====== Provided records ======

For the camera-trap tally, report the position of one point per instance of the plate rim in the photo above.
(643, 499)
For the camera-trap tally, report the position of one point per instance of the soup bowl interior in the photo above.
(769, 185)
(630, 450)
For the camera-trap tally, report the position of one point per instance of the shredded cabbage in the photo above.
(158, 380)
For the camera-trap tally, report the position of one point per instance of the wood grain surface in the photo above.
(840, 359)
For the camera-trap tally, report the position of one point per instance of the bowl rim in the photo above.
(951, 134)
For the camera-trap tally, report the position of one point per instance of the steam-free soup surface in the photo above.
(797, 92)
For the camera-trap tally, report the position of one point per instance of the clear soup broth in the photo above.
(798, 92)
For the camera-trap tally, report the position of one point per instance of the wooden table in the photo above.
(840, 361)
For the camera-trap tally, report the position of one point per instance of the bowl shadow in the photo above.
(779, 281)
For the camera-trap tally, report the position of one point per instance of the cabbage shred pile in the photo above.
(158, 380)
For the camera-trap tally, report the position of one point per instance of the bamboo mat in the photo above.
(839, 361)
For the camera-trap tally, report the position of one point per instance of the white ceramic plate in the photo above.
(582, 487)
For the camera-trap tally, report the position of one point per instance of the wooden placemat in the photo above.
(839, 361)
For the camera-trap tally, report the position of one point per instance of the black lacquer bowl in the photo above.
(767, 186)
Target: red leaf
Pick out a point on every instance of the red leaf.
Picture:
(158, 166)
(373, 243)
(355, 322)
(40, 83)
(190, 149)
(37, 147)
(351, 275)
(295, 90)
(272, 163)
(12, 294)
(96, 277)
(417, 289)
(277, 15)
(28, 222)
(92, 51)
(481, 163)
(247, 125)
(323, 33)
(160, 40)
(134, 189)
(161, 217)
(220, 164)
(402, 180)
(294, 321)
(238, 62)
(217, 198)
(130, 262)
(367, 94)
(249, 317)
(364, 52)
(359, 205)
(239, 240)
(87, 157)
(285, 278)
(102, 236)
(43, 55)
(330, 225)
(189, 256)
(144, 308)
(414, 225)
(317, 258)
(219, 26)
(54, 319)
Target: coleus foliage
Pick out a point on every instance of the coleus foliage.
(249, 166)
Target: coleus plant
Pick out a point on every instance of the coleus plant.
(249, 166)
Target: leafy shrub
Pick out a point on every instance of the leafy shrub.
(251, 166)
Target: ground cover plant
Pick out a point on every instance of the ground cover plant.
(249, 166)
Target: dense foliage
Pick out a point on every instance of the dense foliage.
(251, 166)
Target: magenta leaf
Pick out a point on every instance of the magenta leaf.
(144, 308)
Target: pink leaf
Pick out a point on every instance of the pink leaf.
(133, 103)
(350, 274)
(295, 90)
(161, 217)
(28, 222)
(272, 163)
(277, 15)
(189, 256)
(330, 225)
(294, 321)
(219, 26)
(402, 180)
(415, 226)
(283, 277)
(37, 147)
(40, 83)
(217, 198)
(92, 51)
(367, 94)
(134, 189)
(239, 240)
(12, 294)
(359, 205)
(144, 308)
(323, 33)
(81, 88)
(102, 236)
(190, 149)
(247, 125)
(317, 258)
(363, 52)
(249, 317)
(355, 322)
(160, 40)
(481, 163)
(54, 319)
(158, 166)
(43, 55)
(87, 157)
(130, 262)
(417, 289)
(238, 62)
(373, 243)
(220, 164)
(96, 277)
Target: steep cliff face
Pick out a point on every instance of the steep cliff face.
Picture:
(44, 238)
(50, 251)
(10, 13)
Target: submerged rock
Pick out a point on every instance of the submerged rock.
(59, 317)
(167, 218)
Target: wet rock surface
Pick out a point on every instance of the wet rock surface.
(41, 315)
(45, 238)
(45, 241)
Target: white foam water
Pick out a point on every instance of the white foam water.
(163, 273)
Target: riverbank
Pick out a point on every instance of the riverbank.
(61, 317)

======

■ Exercise: Copy out the lines of the data where the string "cliff" occurs.

■ Task solution:
Target: steep cliff face
Pick out a point on every instance of the steep cliff face.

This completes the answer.